- **PROBLEM TO SOLVE**
Pull out all of the lines below and copy each one word for word, in the same order.

- **DATA PROVIDED**
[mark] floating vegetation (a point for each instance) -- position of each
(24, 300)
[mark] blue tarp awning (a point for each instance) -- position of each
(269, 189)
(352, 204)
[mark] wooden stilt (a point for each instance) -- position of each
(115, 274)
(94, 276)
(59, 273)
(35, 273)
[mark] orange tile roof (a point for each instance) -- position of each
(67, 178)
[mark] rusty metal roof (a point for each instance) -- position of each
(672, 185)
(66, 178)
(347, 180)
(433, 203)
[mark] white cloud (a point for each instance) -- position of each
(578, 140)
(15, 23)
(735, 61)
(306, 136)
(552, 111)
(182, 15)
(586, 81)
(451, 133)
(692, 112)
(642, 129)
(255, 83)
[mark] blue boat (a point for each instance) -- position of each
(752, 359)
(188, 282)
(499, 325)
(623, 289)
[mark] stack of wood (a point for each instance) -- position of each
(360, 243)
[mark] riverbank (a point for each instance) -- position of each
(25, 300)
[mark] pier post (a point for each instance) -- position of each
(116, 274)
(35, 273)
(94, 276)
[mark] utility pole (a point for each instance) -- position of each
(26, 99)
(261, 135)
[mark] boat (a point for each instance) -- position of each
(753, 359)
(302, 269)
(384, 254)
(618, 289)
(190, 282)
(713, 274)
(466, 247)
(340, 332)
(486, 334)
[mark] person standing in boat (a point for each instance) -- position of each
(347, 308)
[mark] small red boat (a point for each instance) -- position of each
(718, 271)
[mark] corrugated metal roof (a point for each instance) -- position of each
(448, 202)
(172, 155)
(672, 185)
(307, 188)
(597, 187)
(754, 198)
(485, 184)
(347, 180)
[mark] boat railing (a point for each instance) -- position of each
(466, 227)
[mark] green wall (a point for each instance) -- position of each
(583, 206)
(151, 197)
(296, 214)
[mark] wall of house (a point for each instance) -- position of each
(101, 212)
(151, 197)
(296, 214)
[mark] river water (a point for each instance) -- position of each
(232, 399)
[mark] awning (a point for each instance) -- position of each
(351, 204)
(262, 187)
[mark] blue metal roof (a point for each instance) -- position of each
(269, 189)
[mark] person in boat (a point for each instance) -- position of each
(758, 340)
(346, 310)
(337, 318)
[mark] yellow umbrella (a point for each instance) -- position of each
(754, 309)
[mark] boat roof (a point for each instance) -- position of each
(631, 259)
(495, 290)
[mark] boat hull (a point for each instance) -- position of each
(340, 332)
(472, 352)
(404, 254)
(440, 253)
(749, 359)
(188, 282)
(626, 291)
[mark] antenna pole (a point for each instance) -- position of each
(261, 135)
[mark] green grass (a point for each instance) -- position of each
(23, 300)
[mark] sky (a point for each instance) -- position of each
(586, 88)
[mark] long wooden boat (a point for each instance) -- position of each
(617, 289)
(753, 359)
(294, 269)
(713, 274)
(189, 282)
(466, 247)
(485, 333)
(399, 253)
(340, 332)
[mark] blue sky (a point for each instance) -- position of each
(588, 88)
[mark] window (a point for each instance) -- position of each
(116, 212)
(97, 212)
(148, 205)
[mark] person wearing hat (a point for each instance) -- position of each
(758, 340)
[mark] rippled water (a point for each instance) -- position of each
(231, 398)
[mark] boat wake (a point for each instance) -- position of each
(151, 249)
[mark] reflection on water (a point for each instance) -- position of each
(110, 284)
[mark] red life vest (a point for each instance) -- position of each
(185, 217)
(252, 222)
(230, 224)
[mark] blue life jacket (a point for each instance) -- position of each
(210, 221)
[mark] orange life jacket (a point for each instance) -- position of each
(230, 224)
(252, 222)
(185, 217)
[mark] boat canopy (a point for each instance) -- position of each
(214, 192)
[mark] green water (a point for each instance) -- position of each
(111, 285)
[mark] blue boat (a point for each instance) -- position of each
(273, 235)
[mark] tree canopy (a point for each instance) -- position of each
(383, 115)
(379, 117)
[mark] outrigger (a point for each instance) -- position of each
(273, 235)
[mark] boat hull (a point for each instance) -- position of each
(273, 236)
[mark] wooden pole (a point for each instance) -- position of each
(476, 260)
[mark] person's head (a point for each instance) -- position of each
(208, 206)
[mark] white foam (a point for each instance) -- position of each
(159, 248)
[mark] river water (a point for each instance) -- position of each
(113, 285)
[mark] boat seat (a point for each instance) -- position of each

- **SOLUTION TO THE PROBLEM**
[mark] floating vegetation (a point for each instance) -- position of each
(24, 300)
[mark] blue tarp awning (a point for each instance) -- position of each
(269, 189)
(352, 204)
[mark] wooden stilt (a point for each instance) -- position of each
(115, 274)
(94, 276)
(59, 273)
(35, 273)
[mark] orange tile roof (a point for each instance) -- position of each
(67, 178)
[mark] rusty metal roof (a point for each instance) -- position of each
(672, 185)
(66, 178)
(347, 180)
(433, 203)
[mark] white cloud (a point for each instance) -- position of each
(578, 140)
(15, 23)
(735, 61)
(306, 136)
(552, 111)
(182, 15)
(586, 81)
(451, 133)
(692, 112)
(642, 129)
(255, 83)
[mark] blue boat (a point for each instance) -- position of each
(752, 359)
(188, 282)
(499, 325)
(623, 289)
[mark] stack of wood (a point for each instance) -- position of each
(360, 243)
[mark] riverbank (a point for each instance) -- position of each
(25, 300)
[mark] pier post (a point for each instance) -- position of each
(116, 274)
(35, 273)
(94, 276)
[mark] utility pole (a point for each instance) -- position of each
(26, 99)
(261, 135)
[mark] boat (a point for each instance) -- position of each
(753, 359)
(302, 269)
(384, 254)
(618, 289)
(190, 282)
(713, 274)
(466, 247)
(340, 332)
(486, 334)
[mark] person standing in boat (a point for each instance) -- position of each
(347, 308)
[mark] small red boat (a point for each instance) -- position of each
(718, 271)
[mark] corrugated metal roof (a point for each instance) -- position of each
(448, 202)
(172, 155)
(672, 185)
(307, 188)
(597, 187)
(754, 198)
(485, 184)
(347, 180)
[mark] boat railing (a point for each instance) -- position of each
(466, 227)
[mark] green wall (a point for each instance) -- position of each
(583, 206)
(151, 197)
(296, 214)
[mark] wall of house (a point for each instance) -- position of each
(101, 212)
(151, 197)
(296, 214)
[mark] river water (a point for each instance) -- position of each
(232, 399)
[mark] awning (a point for each instance) -- position of each
(351, 204)
(262, 187)
[mark] blue metal roof (a point for each instance) -- position of each
(269, 189)
[mark] person in boat (a point for each instance) -- position of each
(758, 340)
(346, 310)
(337, 318)
[mark] yellow umbrella (a point for each instance) -- position of each
(754, 309)
[mark] boat roof (a point for each instance) -- position of each
(631, 259)
(495, 290)
[mark] boat hull (a point for each instance) -- position of each
(340, 332)
(472, 352)
(404, 254)
(440, 253)
(749, 359)
(188, 282)
(626, 291)
[mark] antenna pole (a point for each instance) -- position of each
(261, 135)
[mark] green grass (a point for each instance) -- position of each
(23, 300)
[mark] sky (a point for each instance) -- position of each
(586, 88)
[mark] long wooden boat (a point for each instance) -- position of each
(617, 289)
(753, 359)
(294, 269)
(713, 274)
(189, 282)
(466, 247)
(485, 333)
(399, 253)
(340, 332)
[mark] blue sky (a point for each instance) -- position of each
(588, 88)
[mark] window (a point for each instance) -- position of each
(116, 212)
(97, 212)
(148, 205)
[mark] person wearing hat (a point for each instance) -- position of each
(758, 340)
[mark] rippled water (a point for each instance) -- position of each
(231, 398)
[mark] boat wake (a point for each instance) -- position of each
(151, 249)
[mark] reflection on water (a point for each instance) -- position of each
(110, 284)
[mark] red life vest (a point for each instance) -- position of each
(185, 217)
(252, 222)
(230, 224)
[mark] blue life jacket (a point for each instance) -- position of each
(210, 221)
[mark] orange life jacket (a point for each instance) -- position of each
(230, 224)
(252, 222)
(185, 217)
[mark] boat canopy (a point for each instance) -- position of each
(214, 192)
[mark] green water (a point for each instance) -- position of each
(111, 285)
[mark] blue boat (a point for each instance) -- position of each
(273, 235)
[mark] tree canopy (a point for each instance) -- position of each
(383, 115)
(379, 117)
[mark] outrigger (a point for each instance) -- position of each
(273, 235)
[mark] boat hull (a point for each instance) -- position of each
(273, 236)
[mark] wooden pole (a point for each instance) -- position of each
(476, 260)
[mark] person's head (a point for each instance) -- position of each
(208, 206)
[mark] white foam (a point for each instance) -- position of each
(159, 248)
[mark] river water (a point for each instance) -- position of each
(113, 285)
[mark] boat seat (a point for each instance) -- position of each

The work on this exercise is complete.